» **REQUIRED TASK**
Could you write out this listing again with "Identify" swapped for "Locate" everywhere it occurs, changing nothing else and leaving out the pictures?

» **EXCERPTED RECORDS**
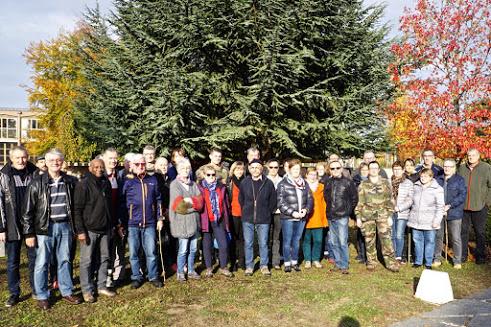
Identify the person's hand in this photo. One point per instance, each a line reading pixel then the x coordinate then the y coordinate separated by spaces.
pixel 82 238
pixel 31 242
pixel 296 215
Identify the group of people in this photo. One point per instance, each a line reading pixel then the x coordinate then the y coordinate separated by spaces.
pixel 223 210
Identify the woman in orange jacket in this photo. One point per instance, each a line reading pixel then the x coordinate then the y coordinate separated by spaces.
pixel 312 242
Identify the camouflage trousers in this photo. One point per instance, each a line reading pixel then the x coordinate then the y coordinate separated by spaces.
pixel 370 229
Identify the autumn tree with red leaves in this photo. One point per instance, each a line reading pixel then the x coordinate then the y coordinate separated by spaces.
pixel 442 73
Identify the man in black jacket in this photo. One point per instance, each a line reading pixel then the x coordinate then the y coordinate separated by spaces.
pixel 341 197
pixel 47 221
pixel 93 225
pixel 14 178
pixel 257 198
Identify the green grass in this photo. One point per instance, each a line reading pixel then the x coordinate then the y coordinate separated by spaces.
pixel 310 298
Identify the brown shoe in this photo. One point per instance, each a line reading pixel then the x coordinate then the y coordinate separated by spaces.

» **ANSWER**
Locate the person's hand in this photo. One point per instance, each a line reading pixel then the x coordinate then the y coordinate separated by spaces.
pixel 82 238
pixel 31 242
pixel 296 215
Locate the group of people in this photo. One point per instance, each a line reading pixel then the x coordinate then the y coordinate separated by spaces.
pixel 223 210
Locate the woman in orange jacket in this photo. One point per instance, each a line reading pixel then the x coordinate then the y coordinate separated by spaces.
pixel 312 242
Locate the camouflage trousers in this photo. One point per instance, each a line reading pixel then the x coordinate then the y coordinate separated by spaces.
pixel 370 229
Locate the autumn tree with red leaves in this photo. One point per instance, each a line reading pixel then the x coordinate then the y coordinate separated by spaces.
pixel 442 73
Locate the man in black jacket in this photo. One point per instance, each a line reading pixel then the x coordinate then the y coordinate separated by spaces.
pixel 341 197
pixel 47 221
pixel 93 225
pixel 14 178
pixel 257 198
Locate the green grass in this photo. One point per instance, each a line reading pixel then the x coordinate then the y coordinate separated by spaces.
pixel 310 298
Locate the brown shoe in this photo. One point per instance, each a line reading pixel then the x coordinate then the y coordinate separated by spaces.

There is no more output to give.